[START OF Supplied passage]
- Film poster with original title
- Directed by: Zhora Kryzhovnikov
- Written by: Zhora Kryzhovnikov; Alexey Kazakov;
- Produced by: Zhora Kryzhovnikov; Timur Bekmambetov; Alexey Kazakov; Sergey Kornikhin;
- Starring: Dmitry Nagiev; Olga Seryabkina; Yuliya Aleksandrova;
- Cinematography: Maxim Shinkorenko Ivan Lebedev
- Edited by: Alexander Verkholyak
- Production company: Bazelevs Company
- Release date: December 24, 2015;
- Running time: 112 minutes
- Country: Russia
- Language: Russian
- Budget: $2 000 000
- Box office: $10 744 717

= The Very Best Day =

The Very Best Day (Самый лучший день) is a Russian comedy film directed by Zhora Kryzhovnikov. It is the highest-grossing Russian film of 2015, which raised more than $10.5 million at the box office.

==Plot==
Provincial traffic police officer Petya Vasyutin is about to marry his beloved girlfriend Olya, but succumbs to the allure of a famous pop star Alyona Shyopot. Caught drunk driving, she decides to seduce Petya to avoid punishment. Having lost his fiancée, Vasyutin tries to fix his mistakes and get his life back on track.
[END OF Supplied passage]
> _Required task 1_:
Answer these from the article on The Very Best Day:
(a) Who edited the film?
(b) What is the name of the traffic police officer in the plot?
(c) On what date was the film released?
> _Required task 2_:
Carry on the article on The Very Best Day from its last sentence.
[START OF Records provided]
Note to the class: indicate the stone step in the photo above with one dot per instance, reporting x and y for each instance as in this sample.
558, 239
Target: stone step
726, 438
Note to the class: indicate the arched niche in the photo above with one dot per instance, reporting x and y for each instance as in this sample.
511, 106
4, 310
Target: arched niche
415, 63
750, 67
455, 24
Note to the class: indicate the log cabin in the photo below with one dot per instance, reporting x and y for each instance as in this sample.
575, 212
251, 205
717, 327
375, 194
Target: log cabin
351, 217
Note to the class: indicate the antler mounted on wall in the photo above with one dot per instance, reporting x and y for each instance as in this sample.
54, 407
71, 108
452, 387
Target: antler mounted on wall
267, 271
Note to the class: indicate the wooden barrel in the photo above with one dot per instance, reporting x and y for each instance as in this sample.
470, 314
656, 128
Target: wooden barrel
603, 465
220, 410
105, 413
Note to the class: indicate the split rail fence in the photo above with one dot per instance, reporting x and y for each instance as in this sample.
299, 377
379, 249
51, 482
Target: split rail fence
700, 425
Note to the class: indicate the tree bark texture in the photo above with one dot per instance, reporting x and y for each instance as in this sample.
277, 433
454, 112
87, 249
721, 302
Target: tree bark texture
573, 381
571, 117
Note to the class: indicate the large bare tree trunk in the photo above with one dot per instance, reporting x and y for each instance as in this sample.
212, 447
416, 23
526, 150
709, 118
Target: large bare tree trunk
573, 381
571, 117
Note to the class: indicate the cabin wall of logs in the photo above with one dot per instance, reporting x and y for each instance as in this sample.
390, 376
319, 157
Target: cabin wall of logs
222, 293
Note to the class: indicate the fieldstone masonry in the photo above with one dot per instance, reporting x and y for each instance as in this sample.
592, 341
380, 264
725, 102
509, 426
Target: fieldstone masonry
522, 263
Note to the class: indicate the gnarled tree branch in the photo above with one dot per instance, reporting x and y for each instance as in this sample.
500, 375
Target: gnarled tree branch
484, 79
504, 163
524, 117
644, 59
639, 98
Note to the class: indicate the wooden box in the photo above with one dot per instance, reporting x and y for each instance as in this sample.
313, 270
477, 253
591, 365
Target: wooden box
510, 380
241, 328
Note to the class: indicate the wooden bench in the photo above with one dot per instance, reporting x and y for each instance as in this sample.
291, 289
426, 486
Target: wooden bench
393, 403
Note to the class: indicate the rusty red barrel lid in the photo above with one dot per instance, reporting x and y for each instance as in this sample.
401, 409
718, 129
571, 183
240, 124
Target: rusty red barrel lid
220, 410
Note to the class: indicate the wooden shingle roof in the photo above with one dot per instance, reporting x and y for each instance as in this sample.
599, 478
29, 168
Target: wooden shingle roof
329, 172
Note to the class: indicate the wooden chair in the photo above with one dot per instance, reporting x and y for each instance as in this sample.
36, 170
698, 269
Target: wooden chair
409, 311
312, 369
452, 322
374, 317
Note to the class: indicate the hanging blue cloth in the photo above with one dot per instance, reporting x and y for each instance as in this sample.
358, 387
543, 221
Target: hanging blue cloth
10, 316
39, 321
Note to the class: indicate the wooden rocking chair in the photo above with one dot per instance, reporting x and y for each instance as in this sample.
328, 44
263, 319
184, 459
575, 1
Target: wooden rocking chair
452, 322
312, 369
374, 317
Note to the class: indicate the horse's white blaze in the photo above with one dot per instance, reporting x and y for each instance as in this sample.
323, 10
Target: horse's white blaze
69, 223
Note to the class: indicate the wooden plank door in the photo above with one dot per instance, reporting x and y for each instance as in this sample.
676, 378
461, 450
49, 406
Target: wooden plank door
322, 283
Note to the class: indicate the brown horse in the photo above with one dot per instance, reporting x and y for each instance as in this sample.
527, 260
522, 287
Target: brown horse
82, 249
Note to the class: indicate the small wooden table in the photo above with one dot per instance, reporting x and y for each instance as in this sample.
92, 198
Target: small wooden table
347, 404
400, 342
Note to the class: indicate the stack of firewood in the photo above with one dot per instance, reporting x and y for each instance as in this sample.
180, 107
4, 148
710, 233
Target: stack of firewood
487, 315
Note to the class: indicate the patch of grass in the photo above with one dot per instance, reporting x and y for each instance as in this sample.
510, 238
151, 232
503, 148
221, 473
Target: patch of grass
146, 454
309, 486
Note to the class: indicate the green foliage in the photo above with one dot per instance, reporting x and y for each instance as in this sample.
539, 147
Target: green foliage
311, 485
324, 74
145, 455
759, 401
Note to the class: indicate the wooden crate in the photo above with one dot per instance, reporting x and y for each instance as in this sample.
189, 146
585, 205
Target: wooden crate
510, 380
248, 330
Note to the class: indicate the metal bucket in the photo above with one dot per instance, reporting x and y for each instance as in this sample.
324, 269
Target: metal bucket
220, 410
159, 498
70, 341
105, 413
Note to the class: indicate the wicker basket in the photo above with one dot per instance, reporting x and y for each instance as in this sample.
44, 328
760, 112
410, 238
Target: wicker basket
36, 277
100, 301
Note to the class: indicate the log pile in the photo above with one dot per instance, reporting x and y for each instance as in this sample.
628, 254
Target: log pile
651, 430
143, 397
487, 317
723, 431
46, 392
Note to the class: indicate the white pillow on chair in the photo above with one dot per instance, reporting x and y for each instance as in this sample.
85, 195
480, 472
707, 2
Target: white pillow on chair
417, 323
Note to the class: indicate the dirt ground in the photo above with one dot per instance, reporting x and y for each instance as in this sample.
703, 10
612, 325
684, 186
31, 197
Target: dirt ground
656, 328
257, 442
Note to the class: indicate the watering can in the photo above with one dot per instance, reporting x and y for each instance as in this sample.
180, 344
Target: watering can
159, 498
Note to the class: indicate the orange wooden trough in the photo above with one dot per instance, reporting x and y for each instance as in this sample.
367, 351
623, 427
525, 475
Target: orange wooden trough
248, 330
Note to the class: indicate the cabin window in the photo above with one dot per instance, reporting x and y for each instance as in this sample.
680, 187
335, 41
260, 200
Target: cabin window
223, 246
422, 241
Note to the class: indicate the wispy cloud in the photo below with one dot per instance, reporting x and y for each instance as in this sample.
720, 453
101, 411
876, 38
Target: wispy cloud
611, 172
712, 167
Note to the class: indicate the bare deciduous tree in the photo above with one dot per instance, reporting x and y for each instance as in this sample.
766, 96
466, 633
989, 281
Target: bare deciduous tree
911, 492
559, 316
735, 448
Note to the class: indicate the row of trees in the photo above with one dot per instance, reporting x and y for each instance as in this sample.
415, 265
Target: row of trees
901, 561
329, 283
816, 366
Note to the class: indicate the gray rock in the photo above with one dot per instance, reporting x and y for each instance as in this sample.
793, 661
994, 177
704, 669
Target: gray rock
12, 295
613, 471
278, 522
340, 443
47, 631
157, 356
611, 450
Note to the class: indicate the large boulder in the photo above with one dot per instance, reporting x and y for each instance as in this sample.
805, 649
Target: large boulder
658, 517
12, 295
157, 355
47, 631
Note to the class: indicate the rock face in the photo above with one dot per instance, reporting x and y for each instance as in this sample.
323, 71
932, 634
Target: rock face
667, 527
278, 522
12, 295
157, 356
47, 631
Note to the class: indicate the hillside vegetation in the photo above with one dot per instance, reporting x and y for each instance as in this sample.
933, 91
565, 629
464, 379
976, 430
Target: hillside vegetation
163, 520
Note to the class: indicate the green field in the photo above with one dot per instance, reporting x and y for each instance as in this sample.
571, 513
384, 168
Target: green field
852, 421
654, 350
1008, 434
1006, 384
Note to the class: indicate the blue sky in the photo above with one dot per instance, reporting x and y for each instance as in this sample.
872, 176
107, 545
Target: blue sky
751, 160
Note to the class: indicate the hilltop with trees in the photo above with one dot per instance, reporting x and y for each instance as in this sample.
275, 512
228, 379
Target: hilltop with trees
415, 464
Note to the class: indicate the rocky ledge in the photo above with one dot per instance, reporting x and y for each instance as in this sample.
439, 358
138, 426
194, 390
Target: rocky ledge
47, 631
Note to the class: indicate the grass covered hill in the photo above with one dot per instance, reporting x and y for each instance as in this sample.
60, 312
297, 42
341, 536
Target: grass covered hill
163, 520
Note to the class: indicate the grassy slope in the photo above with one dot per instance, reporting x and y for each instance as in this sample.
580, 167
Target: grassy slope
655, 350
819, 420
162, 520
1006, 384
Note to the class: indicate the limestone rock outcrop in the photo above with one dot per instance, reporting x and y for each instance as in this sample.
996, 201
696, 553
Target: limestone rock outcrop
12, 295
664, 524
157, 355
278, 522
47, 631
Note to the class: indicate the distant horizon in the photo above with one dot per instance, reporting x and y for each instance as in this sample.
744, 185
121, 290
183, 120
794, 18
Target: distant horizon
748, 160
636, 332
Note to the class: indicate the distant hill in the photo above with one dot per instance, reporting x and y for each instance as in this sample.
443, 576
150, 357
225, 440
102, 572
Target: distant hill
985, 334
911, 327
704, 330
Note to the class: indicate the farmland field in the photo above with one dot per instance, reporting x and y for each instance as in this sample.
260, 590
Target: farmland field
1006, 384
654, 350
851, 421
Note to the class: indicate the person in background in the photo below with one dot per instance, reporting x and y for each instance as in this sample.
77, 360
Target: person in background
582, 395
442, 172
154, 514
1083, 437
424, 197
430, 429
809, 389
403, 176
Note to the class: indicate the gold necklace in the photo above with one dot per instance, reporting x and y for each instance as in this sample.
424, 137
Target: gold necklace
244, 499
[END OF Records provided]
> _Output 1_:
(a) Alexander Verkholyak
(b) Petya Vasyutin
(c) December 24, 2015

> _Output 2_:
==Cast==
- Dmitry Nagiev as Petya Vasyutin, a traffic police officer
- Olga Seryabkina as Alina Shyopot, a famous pop singer
- Yuliya Aleksandrova as Olya, Petya's girlfriend
- Sergey Lavygin as Valentin, Petya's best friend
- Valentina Mazunina as Anzhela, Olya's friends and Valentin's wife
- Inna Churikova as Lyubov, Petya's mother
- Mikhail Boyarsky as Gennady, Petya's father
- Elena Yakovleva as Tatyana, Olya's mother
- Vladislav Vetrov as Vikenty Mikhailovich, Tatyana's groom
- Yan Tsapnik as the traffic police chief
- Andrey Malakhov (cameo appearance) as himself

== Awards and nominations ==
- Golden Eagle Awards 2017
- Elena Yakovleva — Best Supporting Actress (won)
- Nika Awards 2017
- Mikhail Boyarsky — Best Supporting Actor (nominated)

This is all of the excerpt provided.